:: Input data ::
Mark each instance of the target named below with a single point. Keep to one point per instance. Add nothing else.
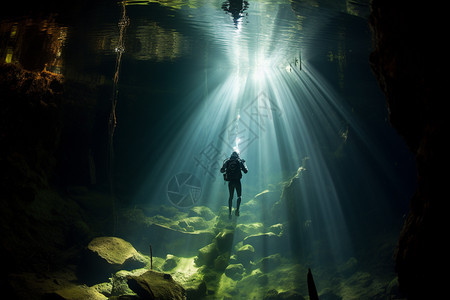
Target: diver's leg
(238, 191)
(230, 198)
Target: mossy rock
(198, 223)
(235, 271)
(76, 292)
(221, 262)
(155, 285)
(224, 240)
(170, 262)
(276, 228)
(245, 254)
(244, 230)
(201, 211)
(269, 263)
(207, 255)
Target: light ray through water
(265, 99)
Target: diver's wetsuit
(234, 182)
(232, 185)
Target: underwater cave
(118, 119)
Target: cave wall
(407, 65)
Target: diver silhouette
(231, 170)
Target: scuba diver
(231, 170)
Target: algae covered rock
(287, 295)
(155, 285)
(224, 240)
(116, 251)
(207, 255)
(265, 243)
(245, 254)
(76, 292)
(170, 262)
(269, 263)
(106, 255)
(244, 230)
(201, 211)
(235, 271)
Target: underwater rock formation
(155, 285)
(106, 255)
(76, 292)
(410, 77)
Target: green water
(329, 180)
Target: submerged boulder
(201, 211)
(170, 262)
(155, 285)
(269, 263)
(106, 255)
(76, 292)
(265, 243)
(224, 240)
(207, 255)
(244, 230)
(245, 255)
(235, 271)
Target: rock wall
(406, 63)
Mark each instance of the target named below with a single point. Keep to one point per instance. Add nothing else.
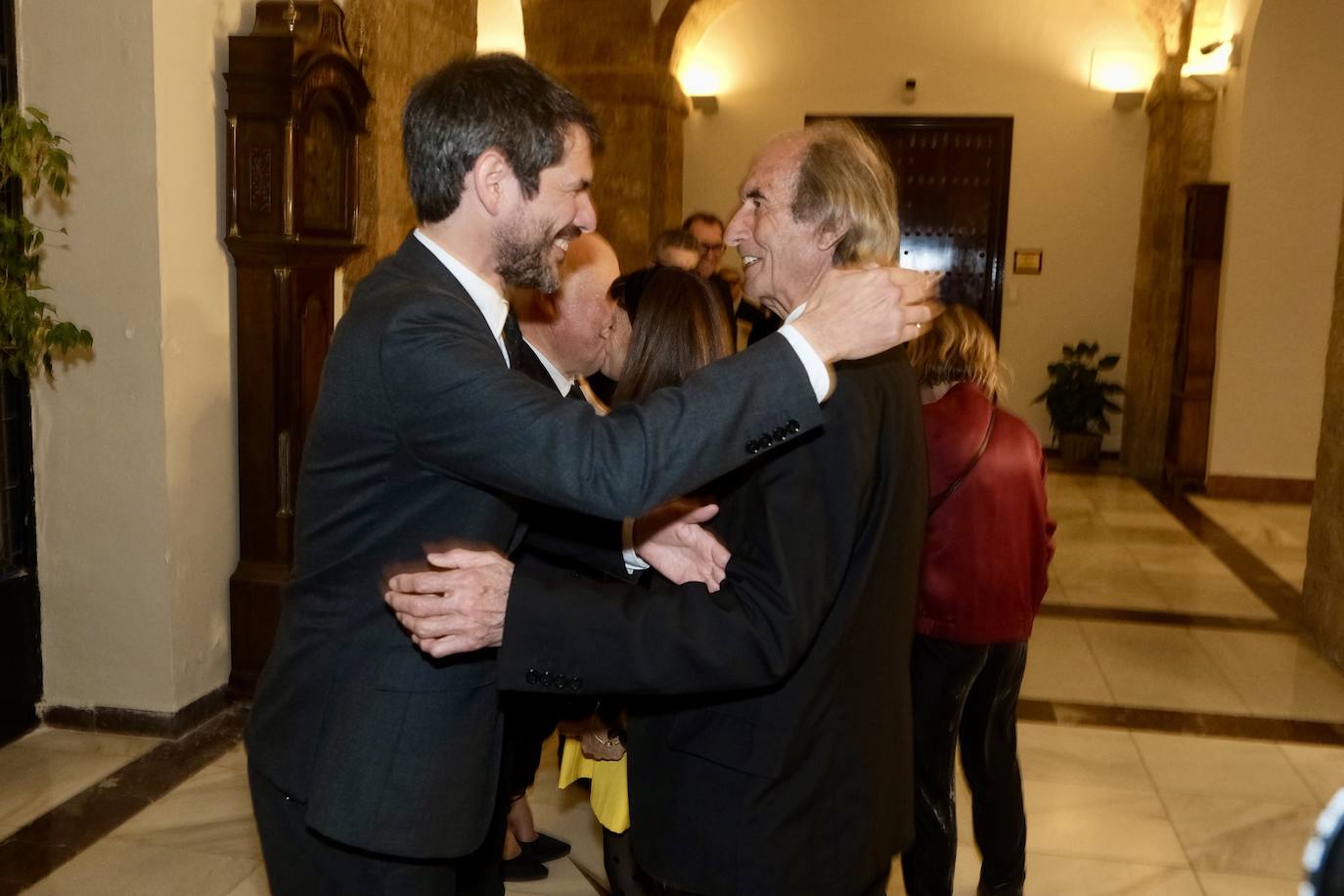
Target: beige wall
(1077, 165)
(1277, 144)
(135, 449)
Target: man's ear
(830, 233)
(489, 179)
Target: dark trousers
(967, 694)
(300, 861)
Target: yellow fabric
(609, 795)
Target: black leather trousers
(967, 694)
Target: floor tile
(208, 813)
(1059, 665)
(1100, 823)
(119, 868)
(1124, 586)
(1067, 755)
(49, 766)
(252, 885)
(236, 758)
(1218, 884)
(1149, 665)
(1320, 767)
(1242, 835)
(1222, 767)
(1070, 876)
(1208, 593)
(1277, 675)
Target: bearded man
(374, 769)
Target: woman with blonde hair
(987, 550)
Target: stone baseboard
(1251, 488)
(137, 722)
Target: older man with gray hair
(773, 754)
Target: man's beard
(523, 254)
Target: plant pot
(1082, 449)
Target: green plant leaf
(31, 155)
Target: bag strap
(934, 503)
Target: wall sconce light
(1128, 100)
(908, 92)
(1234, 50)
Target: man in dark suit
(373, 767)
(785, 770)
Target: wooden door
(952, 191)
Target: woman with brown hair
(667, 326)
(987, 547)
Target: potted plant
(32, 157)
(1078, 400)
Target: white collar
(560, 381)
(485, 297)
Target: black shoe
(524, 868)
(545, 848)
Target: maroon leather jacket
(988, 546)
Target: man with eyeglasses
(751, 323)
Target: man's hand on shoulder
(863, 312)
(457, 608)
(671, 540)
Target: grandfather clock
(295, 109)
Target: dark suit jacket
(800, 780)
(421, 438)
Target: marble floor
(1146, 636)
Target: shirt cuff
(633, 561)
(819, 373)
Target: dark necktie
(513, 338)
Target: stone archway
(624, 64)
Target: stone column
(607, 51)
(1181, 140)
(1322, 593)
(402, 40)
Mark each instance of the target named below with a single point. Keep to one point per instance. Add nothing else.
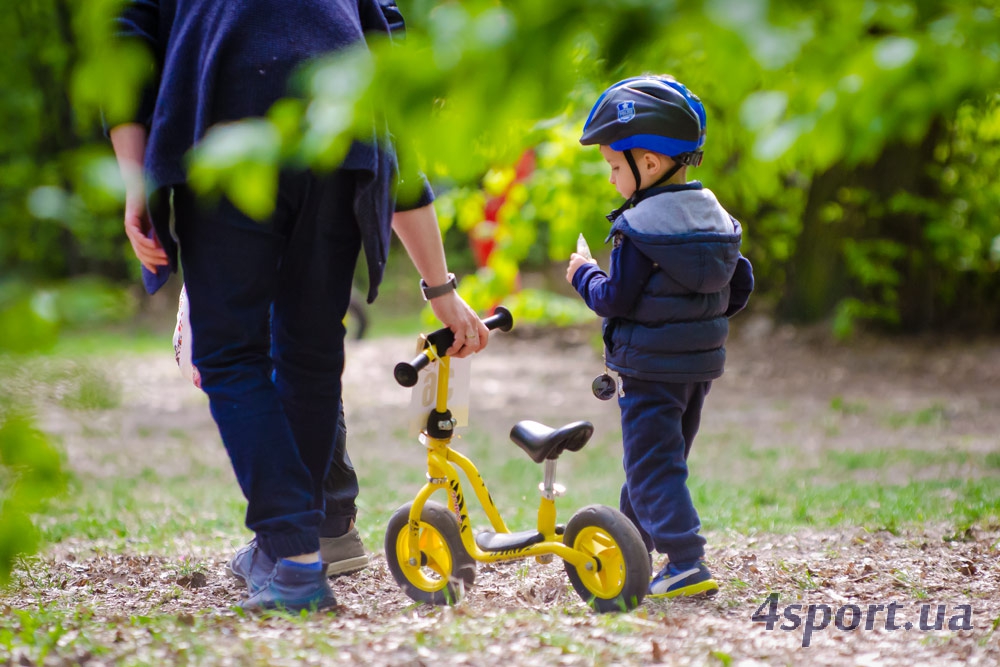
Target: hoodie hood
(688, 234)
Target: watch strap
(439, 290)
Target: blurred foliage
(857, 141)
(31, 469)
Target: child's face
(621, 174)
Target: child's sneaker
(685, 579)
(344, 554)
(293, 586)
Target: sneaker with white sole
(293, 587)
(343, 555)
(683, 579)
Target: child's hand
(575, 262)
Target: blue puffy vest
(678, 327)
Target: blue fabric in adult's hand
(153, 281)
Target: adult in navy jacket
(273, 292)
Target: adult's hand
(145, 245)
(471, 335)
(129, 142)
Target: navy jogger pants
(659, 423)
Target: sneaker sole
(347, 566)
(701, 589)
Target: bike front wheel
(441, 570)
(620, 579)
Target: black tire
(356, 321)
(622, 577)
(443, 570)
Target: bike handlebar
(406, 371)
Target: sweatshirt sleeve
(614, 294)
(740, 286)
(140, 20)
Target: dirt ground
(780, 383)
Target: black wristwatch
(439, 290)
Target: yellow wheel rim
(432, 564)
(608, 580)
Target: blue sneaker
(251, 566)
(293, 586)
(685, 579)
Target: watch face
(604, 387)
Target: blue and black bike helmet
(652, 112)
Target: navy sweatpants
(274, 291)
(659, 423)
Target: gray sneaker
(343, 555)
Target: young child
(676, 275)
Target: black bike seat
(542, 442)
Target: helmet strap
(634, 167)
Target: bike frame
(443, 464)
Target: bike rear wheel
(441, 571)
(620, 580)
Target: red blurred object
(482, 237)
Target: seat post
(548, 487)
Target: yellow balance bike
(430, 547)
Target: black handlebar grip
(406, 372)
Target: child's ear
(653, 162)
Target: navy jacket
(676, 275)
(225, 60)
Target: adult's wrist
(434, 291)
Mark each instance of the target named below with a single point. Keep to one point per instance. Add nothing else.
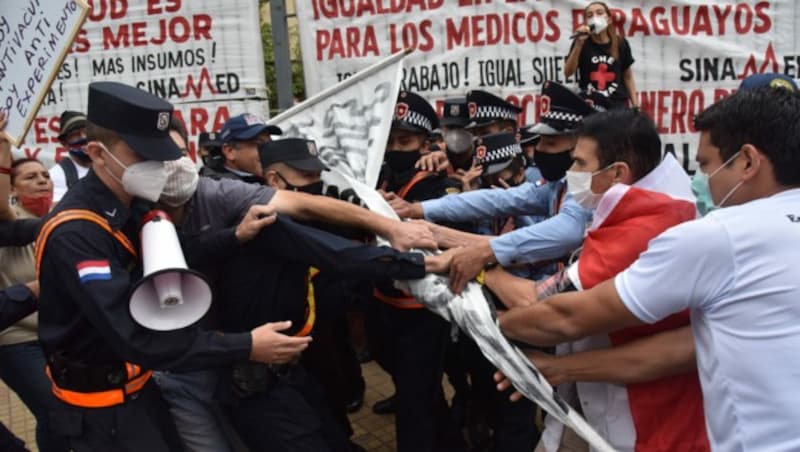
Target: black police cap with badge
(138, 117)
(496, 151)
(414, 113)
(299, 153)
(486, 108)
(454, 112)
(561, 110)
(246, 127)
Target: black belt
(83, 377)
(253, 378)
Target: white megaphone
(170, 296)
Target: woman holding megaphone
(602, 58)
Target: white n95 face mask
(579, 185)
(182, 178)
(143, 180)
(598, 24)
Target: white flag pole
(360, 75)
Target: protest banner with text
(203, 56)
(35, 36)
(688, 54)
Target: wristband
(481, 278)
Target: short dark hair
(624, 135)
(767, 118)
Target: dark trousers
(290, 415)
(9, 442)
(513, 423)
(142, 423)
(411, 347)
(328, 360)
(22, 369)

:: Exercise ::
Put the records into a two-column CSV with the columns "target" and "points", one row per request, each field quoted and any line breaks replaced by spaces. Begin at the line that has "Target: black belt", and stop after the last line of the records.

:: Result for this exercise ::
target,points
"Target: black belt","(83, 377) (253, 378)"
"Target: white megaphone","(170, 296)"
"Target: woman holding megaphone","(602, 58)"
"Target: white n95 face mask","(579, 185) (182, 178) (143, 180) (598, 24)"
"Target: white flag pole","(360, 75)"
"Target: protest banner with text","(203, 56) (35, 36) (688, 54)"
"Target: wristband","(481, 278)"
"Target: short dark hair","(624, 135) (767, 118)"
"Target: dark trousers","(290, 415) (9, 442) (513, 423) (142, 423) (411, 347) (328, 360) (22, 369)"